*** Quoted passage ***

The good news is that Tanzania, helped by Bloomberg Philanthropies, has launched an innovative program to prevent mothers from dying in child birth. The bad news is that 23 women still die every day from birth-related complications.
Mayor Michael Bloomberg said the east African country's project of building clinics and training health personnel in isolated rural areas may be a model of what can be done in other developing countries. Tanzania has one of the world's highest maternal mortality rates.
"If you can build a model that you can show works, then you can start attracting capital," Bloomberg told a joint news conference with Tanzanian President Jakaya Kikwete. "We think it has the potential to become a model for other countries in Africa where maternal deaths are unacceptably high."
The aim is to reach 50,000 mothers and their children over the next three years. "For sure, we need more money," Kikwete said.
Bloomberg Philanthropies, the mayor's charitable foundation, and Helen Agerup, chair of the Geneva-based H&B Agerup Foundation, have made a commitment of $15.5 million for Tanzania.
The mortality statistics are staggering, said Kikwete. Worldwide 287,000 women die giving birth each year; in sub-Sahara Africa, the figure is 160,000, while in Tanzania it is 8,500 deaths.
This is four times as high as in Latin America and the Caribbean and nearly 50 times higher than in industrialized nations, according to research for The Lancet medical journal.
"Not acceptable"

*** End of Quoted passage ***

◆ Required actions:
• 1. Reproduce the article on maternal deaths in Tanzania word for word, beginning at the words "Mayor Michael Bloomberg" and stopping after "maternal mortality rates.".
• 2. Please continue the article on maternal deaths in Tanzania from its last line.

*** Source information ***

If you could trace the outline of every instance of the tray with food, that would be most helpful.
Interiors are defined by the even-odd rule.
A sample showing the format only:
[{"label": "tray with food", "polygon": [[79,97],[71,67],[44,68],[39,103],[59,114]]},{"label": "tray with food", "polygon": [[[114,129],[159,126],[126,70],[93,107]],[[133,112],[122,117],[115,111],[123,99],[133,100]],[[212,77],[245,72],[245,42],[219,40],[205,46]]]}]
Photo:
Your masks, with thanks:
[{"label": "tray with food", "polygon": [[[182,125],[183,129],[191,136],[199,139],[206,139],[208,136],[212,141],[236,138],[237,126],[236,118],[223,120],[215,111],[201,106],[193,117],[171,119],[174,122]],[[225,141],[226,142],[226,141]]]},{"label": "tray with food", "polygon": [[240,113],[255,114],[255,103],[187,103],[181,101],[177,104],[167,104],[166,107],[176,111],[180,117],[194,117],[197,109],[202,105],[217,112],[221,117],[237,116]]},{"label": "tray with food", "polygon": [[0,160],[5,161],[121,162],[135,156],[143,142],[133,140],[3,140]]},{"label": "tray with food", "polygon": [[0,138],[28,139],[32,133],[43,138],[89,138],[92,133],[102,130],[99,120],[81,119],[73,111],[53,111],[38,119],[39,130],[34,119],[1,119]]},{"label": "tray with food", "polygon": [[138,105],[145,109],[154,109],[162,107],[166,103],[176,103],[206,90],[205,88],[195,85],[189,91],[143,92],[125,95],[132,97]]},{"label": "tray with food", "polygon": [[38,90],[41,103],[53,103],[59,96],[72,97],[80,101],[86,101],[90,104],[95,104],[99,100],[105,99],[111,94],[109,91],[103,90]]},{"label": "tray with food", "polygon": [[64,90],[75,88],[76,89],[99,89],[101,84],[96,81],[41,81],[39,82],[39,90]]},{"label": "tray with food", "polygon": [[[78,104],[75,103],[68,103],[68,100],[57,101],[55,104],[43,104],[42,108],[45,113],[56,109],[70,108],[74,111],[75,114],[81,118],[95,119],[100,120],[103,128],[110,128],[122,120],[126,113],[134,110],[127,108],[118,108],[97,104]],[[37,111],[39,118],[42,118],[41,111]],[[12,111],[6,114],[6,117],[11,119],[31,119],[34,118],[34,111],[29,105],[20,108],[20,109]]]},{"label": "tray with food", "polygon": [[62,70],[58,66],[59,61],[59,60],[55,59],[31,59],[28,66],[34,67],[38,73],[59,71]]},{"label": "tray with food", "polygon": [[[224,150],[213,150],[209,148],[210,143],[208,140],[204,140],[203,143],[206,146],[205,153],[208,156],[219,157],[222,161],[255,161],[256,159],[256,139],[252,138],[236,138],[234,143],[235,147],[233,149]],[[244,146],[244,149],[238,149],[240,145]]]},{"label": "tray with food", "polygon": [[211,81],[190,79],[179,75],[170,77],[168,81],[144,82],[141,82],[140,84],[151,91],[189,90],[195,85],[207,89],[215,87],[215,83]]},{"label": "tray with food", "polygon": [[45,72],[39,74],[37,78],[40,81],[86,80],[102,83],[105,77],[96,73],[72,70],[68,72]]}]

*** End of Source information ***

◆ Results in order:
• 1.
Mayor Michael Bloomberg said the east African country's project of building clinics and training health personnel in isolated rural areas may be a model of what can be done in other developing countries. Tanzania has one of the world's highest maternal mortality rates.

• 2.
"We are doing better than sub-Saharan Africa but higher than the world average," Kikwete said. "It is not acceptable."
The number of maternal deaths from bleeding and other complications in Tanzania has declined since the program began in 2006. In the coastal Uranga district, for example, the decrease has been 32 percent in just two years, Kikwete said.
Tanzania lacks doctors, nurses, equipment, and transport to whatever clinics may exist. The new program creates or upgrades clinics closer to where people live and has trained 100 local medical workers to save pregnant women, including through caesarean sections.
"There has been a two-thirds increase in the number of women who are giving birth in upgraded health centers and in several places we are witnessing decline in maternal mortality," Kikwete said.
Does one-stop health shopping include birth control?
Tanzanian women have an average of 5.5 children, which means families of 10 are not unusual. Yet the news conference, which included Helen Agerup and U.N. Secretary-general Ban Ki-moon, never mentioned birth control or family planning.
Kikwete told this reporter afterwards that about 26 percent of the women have access to contraceptives and he hopes the number will reach 60 percent.
Family planning is encouraged in Tanzania and abortions are legal to protect the health of life of the mother, although access is spotty.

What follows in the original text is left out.